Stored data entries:
----------------------------------------

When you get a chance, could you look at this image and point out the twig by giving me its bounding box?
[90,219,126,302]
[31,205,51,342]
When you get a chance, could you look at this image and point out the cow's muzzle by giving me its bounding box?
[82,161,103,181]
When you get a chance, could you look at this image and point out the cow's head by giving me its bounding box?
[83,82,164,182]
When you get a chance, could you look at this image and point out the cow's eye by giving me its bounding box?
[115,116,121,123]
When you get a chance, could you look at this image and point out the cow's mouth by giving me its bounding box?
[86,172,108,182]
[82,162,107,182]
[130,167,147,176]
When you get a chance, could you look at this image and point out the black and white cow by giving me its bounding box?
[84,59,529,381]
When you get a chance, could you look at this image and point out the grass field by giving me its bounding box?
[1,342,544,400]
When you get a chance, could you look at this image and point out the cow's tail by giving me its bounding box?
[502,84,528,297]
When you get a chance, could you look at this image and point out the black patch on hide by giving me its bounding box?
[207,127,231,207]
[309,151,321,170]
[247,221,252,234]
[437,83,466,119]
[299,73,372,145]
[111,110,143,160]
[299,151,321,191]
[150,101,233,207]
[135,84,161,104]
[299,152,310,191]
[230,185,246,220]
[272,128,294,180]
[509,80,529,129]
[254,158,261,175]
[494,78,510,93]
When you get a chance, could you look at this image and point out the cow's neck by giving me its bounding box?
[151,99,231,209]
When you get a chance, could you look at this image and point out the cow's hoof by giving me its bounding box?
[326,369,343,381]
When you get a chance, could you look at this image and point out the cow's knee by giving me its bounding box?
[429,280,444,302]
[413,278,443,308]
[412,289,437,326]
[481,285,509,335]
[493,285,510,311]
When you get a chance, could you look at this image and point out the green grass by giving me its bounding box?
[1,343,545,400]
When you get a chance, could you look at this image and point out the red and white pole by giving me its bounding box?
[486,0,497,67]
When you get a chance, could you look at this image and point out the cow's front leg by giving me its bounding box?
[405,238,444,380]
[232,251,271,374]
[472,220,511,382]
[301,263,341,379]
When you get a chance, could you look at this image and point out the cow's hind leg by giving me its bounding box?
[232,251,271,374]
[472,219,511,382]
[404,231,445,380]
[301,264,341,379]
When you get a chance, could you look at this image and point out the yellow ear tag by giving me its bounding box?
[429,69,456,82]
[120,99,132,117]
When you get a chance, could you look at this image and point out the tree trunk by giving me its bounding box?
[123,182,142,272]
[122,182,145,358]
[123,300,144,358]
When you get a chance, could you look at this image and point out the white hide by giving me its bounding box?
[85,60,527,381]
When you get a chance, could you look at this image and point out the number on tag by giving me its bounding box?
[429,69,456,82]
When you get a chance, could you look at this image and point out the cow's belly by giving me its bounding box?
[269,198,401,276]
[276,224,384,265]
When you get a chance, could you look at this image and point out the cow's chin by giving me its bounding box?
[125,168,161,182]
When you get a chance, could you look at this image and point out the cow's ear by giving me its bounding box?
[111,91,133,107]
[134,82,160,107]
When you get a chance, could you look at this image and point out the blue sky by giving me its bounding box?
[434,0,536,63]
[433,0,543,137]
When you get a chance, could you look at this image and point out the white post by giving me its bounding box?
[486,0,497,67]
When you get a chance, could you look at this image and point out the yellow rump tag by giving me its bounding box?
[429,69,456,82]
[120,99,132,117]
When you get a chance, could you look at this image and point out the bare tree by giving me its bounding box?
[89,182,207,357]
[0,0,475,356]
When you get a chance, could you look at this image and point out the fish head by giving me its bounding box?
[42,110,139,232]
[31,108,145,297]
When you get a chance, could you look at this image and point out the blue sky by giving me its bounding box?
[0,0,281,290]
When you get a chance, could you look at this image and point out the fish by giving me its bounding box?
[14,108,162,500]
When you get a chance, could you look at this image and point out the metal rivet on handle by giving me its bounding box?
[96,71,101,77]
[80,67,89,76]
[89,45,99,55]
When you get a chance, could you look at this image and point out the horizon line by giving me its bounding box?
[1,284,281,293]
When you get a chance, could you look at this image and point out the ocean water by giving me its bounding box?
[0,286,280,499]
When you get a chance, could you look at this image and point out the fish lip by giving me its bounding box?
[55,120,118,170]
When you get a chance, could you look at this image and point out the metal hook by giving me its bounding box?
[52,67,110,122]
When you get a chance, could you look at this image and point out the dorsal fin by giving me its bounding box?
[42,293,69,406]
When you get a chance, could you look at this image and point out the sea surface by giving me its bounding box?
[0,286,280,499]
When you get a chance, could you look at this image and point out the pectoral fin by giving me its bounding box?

----------------------------------------

ABOUT THIS EXERCISE: Starting at the first entry and ending at the last, reproduce each one exactly.

SOLVED EXERCISE:
When you get a chance, could you look at this image and point out the twig by giving me its bounding box?
[90,219,126,302]
[31,205,51,342]
When you get a chance, could you look at this image and point out the cow's muzzle by giving me its bounding box?
[82,161,103,181]
When you get a chance, could you look at this image and point out the cow's head by giving me its bounding box?
[83,82,164,182]
When you get a chance, could you look at this image and point out the cow's eye by giving me its bounding box?
[115,116,121,123]
When you get a chance, could you look at this image and point out the cow's mouth by giving me its bounding box?
[86,172,108,182]
[82,162,107,182]
[130,167,147,176]
When you get a chance, could you look at this image and point out the black and white cow by giving me its bounding box?
[84,59,529,381]
When you get a chance, could you look at this image and point out the grass field by giving me its bounding box?
[1,342,544,400]
When you get a chance, could you look at this image and point out the cow's tail by giving me its bounding box?
[502,84,528,297]
When you get a chance, could you look at this image and point out the black patch on hide by giving me its bounding box?
[207,127,231,207]
[309,151,321,170]
[247,221,252,234]
[437,83,466,119]
[299,73,372,145]
[111,110,143,160]
[299,151,321,191]
[150,101,233,207]
[135,84,161,104]
[299,152,310,191]
[230,185,246,220]
[272,128,294,180]
[509,80,529,129]
[254,158,261,175]
[494,78,510,93]
When you get a chance, could you look at this image and point out the cow's neck by giving me its bounding box?
[151,99,231,209]
When you get a chance, could you look at this image and point out the cow's hoof by giving me its bounding box?
[326,369,343,381]
When you get a chance, could you look at this image and point out the cow's knee by giving me its bounding box?
[429,280,444,302]
[413,278,443,308]
[412,289,437,326]
[481,285,509,335]
[493,285,510,311]
When you get a chance, could you look at this image and point out the green grass by giving me its bounding box?
[1,343,545,400]
When you get a chance, could you look at this image and point out the red and white pole by giving me its bounding box?
[486,0,497,67]
When you get a chance, could you look at this image and point out the cow's front leg by giving me its bounding box?
[405,238,444,380]
[232,251,271,374]
[472,220,511,382]
[301,263,341,379]
When you get a chance, could you look at this image and point out the cow's hind leg by giving me its bounding box?
[232,251,271,374]
[472,219,511,382]
[404,231,445,380]
[301,264,341,379]
When you get a chance, could you look at this image and point out the yellow ear tag by giving me its bounding box?
[429,69,456,82]
[120,99,132,117]
When you get a chance, could you look at this image and point out the tree trunk by giving me its bounding box?
[123,182,142,272]
[122,182,145,358]
[123,300,144,358]
When you get a chance, could you look at this image and point out the white hide by giving me its bounding box?
[85,60,527,381]
When you get a chance, could you look at this image and point out the number on tag by giving me its bounding box?
[429,69,456,82]
When you get a chance, could you look at this image and point out the cow's belly by giving me its bounding box?
[269,198,401,276]
[276,224,384,265]
When you get a chance, could you look at this image and point out the cow's chin by giving me its bounding box?
[125,168,161,182]
When you get a chance, could you look at this image and point out the cow's ear by giving me its bounding box?
[111,91,133,107]
[134,82,160,107]
When you get a chance, could you look at this image and point out the blue sky by giving me its bounding box?
[434,0,536,63]
[433,0,543,137]
When you get a chance, could you look at this image and point out the white post by giving me its bounding box?
[486,0,497,67]
When you get a chance, could you look at this image and point out the yellow rump tag by giving me its bounding box?
[429,69,456,82]
[120,99,132,117]
When you get a chance, could you look at this image and point out the bare tree by giving me its bounding box?
[89,182,207,357]
[0,0,475,356]
When you get a chance, could you look at this image and point out the fish head by giving me its bounding box?
[42,110,139,232]
[31,108,145,297]
When you get a chance, could you look at this image and point out the blue sky by giving me its bounding box?
[0,0,281,290]
When you get a chance, could you look at this image and point out the fish by giving me its bounding box?
[14,108,162,500]
When you get a chance, could you look at this image and point out the metal rivet on handle by giving me its bounding box?
[96,71,101,77]
[80,67,89,76]
[89,45,99,55]
When you get a chance, could you look at this image and point out the horizon line by giving me its bounding box?
[1,284,281,293]
When you get a chance, could you look at this image and point out the ocean water by giving me its bounding box?
[0,286,280,499]
When you get a chance, could you look at this image and point out the fish lip by giving me its bounding box?
[55,120,118,170]
When you get a chance, could you look at this image and point out the metal hook by giving me its bounding box?
[52,67,110,122]
When you get a chance, could you look at this image and point out the dorsal fin by giving me its bounding box?
[42,293,69,406]
When you get a chance, could you look at this image and point out the sea surface by giving me its bounding box?
[0,286,280,499]
When you get a chance, could you look at this image and point out the pectoral fin by giving me its bounding box?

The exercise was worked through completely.